WORK INSTRUCTIONS — Give back, unchanged, each line from the one containing "Expected behaviour: place one point on the silver" through the last line of the entries below.

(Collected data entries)
• • • •
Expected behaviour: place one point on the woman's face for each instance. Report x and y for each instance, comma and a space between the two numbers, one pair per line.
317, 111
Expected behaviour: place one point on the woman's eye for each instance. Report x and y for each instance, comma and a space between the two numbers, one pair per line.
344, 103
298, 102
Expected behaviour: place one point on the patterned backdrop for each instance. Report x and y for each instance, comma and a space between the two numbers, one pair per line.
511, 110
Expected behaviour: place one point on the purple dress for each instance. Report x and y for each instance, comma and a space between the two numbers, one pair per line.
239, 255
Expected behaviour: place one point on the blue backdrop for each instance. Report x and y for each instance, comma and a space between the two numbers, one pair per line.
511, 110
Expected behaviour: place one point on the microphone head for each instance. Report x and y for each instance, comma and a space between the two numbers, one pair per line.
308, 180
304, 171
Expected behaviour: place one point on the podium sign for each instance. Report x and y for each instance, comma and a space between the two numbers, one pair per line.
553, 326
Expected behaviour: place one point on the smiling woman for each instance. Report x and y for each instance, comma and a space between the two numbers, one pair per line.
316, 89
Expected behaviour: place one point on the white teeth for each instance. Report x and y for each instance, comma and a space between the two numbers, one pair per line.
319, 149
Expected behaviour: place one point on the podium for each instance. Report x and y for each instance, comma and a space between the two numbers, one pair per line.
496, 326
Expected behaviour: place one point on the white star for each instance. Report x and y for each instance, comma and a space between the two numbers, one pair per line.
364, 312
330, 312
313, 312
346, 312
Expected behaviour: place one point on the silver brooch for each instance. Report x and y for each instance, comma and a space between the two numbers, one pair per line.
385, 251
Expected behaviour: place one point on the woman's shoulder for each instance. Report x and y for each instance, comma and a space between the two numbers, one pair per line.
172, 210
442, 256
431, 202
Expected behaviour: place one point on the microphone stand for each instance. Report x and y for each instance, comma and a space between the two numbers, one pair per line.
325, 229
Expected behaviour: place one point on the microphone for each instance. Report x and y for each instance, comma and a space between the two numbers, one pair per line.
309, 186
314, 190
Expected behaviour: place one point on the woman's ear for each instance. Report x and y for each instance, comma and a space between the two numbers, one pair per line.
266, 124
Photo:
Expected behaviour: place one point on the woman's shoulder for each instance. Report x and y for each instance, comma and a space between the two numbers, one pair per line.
• • • •
COMPLETED TASK —
Expected behaviour: place one point on the silver brooch for each instance. Report x and y for each instance, comma and a space between the two numbers, one pair per line.
385, 251
Expected behaviour: place one point on the woman's shoulder for each instance. Report x and y for each instance, comma and a space between the two numbers, one pair per line.
172, 210
442, 256
431, 202
Expected behaviour: place one point on the microphone stand for each instance. Report x and y for each instance, comma and a space between the two numbers, one pair per line.
325, 229
Expected behaviour: place one point on the microphone for each instance. Report x and y for each instance, comma and a space between the two numbers, one pair per line.
309, 186
314, 190
Expected behaviour: place one point on the woman's ear for each instance. Report x and y for each instance, comma and a space between the two numbers, one pair per line.
266, 124
Photo:
Expected behaviour: place one point on the woman's shoulder for each instance. Report x and y for each instance, comma and a space between the two numbers, one pair per line.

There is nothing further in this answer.